• _DIRECTIONS FOR THIS TASK_
Reproduce the records below line for line, changing nothing.

• _Rows from a pointing dataset_
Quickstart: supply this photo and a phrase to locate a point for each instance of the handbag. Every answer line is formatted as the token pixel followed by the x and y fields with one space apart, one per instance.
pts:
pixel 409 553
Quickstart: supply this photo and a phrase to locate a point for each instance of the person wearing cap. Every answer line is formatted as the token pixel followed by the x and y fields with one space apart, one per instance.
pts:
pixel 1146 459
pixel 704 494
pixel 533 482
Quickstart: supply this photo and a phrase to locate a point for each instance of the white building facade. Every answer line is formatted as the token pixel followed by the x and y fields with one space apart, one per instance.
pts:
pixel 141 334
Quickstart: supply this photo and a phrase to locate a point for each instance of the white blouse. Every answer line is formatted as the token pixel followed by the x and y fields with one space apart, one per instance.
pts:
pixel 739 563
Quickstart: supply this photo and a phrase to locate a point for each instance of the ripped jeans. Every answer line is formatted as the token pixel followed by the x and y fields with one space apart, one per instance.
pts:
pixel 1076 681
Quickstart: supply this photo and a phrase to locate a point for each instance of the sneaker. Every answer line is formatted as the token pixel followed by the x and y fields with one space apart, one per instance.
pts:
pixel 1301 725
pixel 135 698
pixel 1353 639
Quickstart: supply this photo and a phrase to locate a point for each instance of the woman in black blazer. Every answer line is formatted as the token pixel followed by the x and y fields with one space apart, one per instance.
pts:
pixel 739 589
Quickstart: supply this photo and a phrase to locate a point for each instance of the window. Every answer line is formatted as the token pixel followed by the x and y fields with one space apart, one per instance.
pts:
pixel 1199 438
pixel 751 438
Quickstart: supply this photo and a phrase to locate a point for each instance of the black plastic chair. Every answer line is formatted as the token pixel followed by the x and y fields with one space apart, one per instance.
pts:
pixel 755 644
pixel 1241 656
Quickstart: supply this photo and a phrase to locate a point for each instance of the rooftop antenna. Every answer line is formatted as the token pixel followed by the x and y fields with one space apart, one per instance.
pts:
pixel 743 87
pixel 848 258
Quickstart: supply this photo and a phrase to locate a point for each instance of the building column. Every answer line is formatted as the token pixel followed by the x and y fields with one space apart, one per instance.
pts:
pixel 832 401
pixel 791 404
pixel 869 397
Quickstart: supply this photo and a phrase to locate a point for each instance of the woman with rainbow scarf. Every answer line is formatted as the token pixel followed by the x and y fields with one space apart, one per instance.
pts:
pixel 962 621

• _SOLUTION TO THIS PROBLEM_
Quickstart: supply this photo and a phrase to locate a point for each instance of the handbag. Every answer line is formatted as the token pixel followed by the x and y fields with one space apart, one per instance.
pts:
pixel 409 553
Quickstart: supply this photo and a phrase to locate a point for each instance of the person wearing cap. Every answer line is formatted as the token pixel followed by the x and y fields with one space apart, one per instance.
pts:
pixel 1146 459
pixel 704 494
pixel 533 482
Quickstart: supply this photo and a phrase to locate a point for each instance of the white building facade. Every answer line is formatted as the token pixel followed by the x and y fields with one space apart, one per instance.
pts:
pixel 141 334
Quickstart: supply this photo and a phrase to locate a point for each instance of the white blouse. Every answer line is formatted as the token pixel followed by the x and y fields with one space apart, one per instance.
pts:
pixel 739 563
Quickstart: supply this photo and a phrase to locate a point for each instance of the ripped jeans. Every answer line is formatted as the token pixel followed by the x and y fields with one space apart, one per instance.
pts:
pixel 1076 681
Quickstart: supply this photo and a phrase to locate a point for each instance of the sneaker. Every answer line is formatted as the token pixel followed by the x and y fields with one space apart, one per instance.
pts:
pixel 1301 725
pixel 135 698
pixel 1353 639
Quickstart: supply this photo and a phrase to locate a point for each instance of the woman in black blazer. Every answer line is formatted as the token pixel followed by the x and y fields with one space apart, one per instance.
pts:
pixel 739 589
Quickstart: supply this photo and a phrase to locate a point for each instance of the window. Every answer line is formatted as the token pixel followed by the x and y fields with one space apart, one per instance.
pts:
pixel 1199 438
pixel 751 438
Quickstart: supply this photo and a phrase to locate a point for each instance of the black plastic chair. Every answer line is formatted as the token pixel followed by the x and y fields with one space apart, one per instance.
pts:
pixel 755 644
pixel 1241 656
Quickstart: supply this photo and a phrase to locate a point for each instance of the rooftop antenna. Every answer line is formatted as the token pixel followed by the x and y fields with one space apart, one per instance.
pts:
pixel 743 87
pixel 848 258
Quickstart: supply this photo and a phrase to locate a point for each instance of the building column. Every answer line is formatted as the token pixel followed by the x and y fields with one space apart, one per instance.
pts:
pixel 832 401
pixel 791 404
pixel 869 397
Quickstart: supply this photo and a phrase to locate a point for each instance of the woman with rainbow scarf. Every answer line is formatted as the token pixel followed by the x and y fields with one space apart, one per instance.
pts:
pixel 962 621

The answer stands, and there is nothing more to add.